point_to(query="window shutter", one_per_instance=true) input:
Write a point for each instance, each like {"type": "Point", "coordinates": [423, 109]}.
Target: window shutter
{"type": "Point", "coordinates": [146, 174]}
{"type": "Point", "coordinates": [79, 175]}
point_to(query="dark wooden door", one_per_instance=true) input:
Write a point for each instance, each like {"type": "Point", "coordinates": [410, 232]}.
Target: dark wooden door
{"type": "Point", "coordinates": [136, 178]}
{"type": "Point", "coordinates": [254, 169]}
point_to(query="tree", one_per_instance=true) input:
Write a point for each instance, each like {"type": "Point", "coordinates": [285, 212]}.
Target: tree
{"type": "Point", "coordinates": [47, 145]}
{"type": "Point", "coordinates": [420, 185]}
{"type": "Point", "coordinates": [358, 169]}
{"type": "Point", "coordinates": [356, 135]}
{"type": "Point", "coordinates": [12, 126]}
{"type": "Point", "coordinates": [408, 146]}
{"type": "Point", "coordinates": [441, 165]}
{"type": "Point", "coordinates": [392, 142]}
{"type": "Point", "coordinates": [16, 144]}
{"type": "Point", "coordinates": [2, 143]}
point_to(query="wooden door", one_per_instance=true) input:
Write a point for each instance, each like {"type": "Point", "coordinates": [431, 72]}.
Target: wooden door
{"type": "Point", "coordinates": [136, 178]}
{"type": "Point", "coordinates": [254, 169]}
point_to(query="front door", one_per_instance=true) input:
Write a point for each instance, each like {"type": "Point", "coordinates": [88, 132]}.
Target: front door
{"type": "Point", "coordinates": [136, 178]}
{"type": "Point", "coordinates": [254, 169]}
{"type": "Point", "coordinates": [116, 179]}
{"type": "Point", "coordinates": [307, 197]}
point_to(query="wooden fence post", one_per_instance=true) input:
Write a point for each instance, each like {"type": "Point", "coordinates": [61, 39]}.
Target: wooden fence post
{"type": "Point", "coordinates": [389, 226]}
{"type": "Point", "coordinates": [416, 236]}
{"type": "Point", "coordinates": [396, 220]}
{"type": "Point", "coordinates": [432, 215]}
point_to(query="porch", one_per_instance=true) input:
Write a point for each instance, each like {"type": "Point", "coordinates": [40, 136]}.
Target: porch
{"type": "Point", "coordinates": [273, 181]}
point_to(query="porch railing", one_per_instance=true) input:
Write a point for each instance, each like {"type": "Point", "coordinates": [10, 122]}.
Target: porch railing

============

Goal:
Each entry above is to be set down again in exactly the same words.

Written reply:
point_to(query="window shutter", one_per_instance=true) input:
Write a point for each instance, each like {"type": "Point", "coordinates": [423, 109]}.
Target: window shutter
{"type": "Point", "coordinates": [146, 174]}
{"type": "Point", "coordinates": [79, 175]}
point_to(query="dark wooden door", one_per_instance=true) input:
Write a point for each instance, each like {"type": "Point", "coordinates": [410, 232]}.
Target: dark wooden door
{"type": "Point", "coordinates": [136, 178]}
{"type": "Point", "coordinates": [254, 169]}
point_to(query="tree", one_per_instance=true) input:
Write a point for each instance, each like {"type": "Point", "coordinates": [285, 212]}.
Target: tree
{"type": "Point", "coordinates": [47, 145]}
{"type": "Point", "coordinates": [420, 185]}
{"type": "Point", "coordinates": [358, 169]}
{"type": "Point", "coordinates": [356, 135]}
{"type": "Point", "coordinates": [12, 126]}
{"type": "Point", "coordinates": [408, 146]}
{"type": "Point", "coordinates": [441, 165]}
{"type": "Point", "coordinates": [392, 142]}
{"type": "Point", "coordinates": [16, 144]}
{"type": "Point", "coordinates": [2, 143]}
point_to(query="wooden door", one_per_instance=true) input:
Write a point for each instance, each like {"type": "Point", "coordinates": [431, 72]}.
Target: wooden door
{"type": "Point", "coordinates": [136, 178]}
{"type": "Point", "coordinates": [254, 169]}
point_to(query="front door", one_per_instance=true) input:
Write a point for each instance, each like {"type": "Point", "coordinates": [88, 132]}.
Target: front door
{"type": "Point", "coordinates": [136, 178]}
{"type": "Point", "coordinates": [254, 169]}
{"type": "Point", "coordinates": [116, 179]}
{"type": "Point", "coordinates": [307, 197]}
point_to(query="wooden fence post", one_per_instance=true) input:
Write a point for each instance, each like {"type": "Point", "coordinates": [61, 39]}.
Target: wooden fence post
{"type": "Point", "coordinates": [389, 226]}
{"type": "Point", "coordinates": [416, 236]}
{"type": "Point", "coordinates": [396, 220]}
{"type": "Point", "coordinates": [432, 215]}
point_to(query="porch", one_per_instance=true) input:
Write a point for each instance, each like {"type": "Point", "coordinates": [40, 136]}.
Target: porch
{"type": "Point", "coordinates": [273, 181]}
point_to(query="porch railing", one_per_instance=true) input:
Write a point for each instance, each like {"type": "Point", "coordinates": [10, 122]}.
Target: porch railing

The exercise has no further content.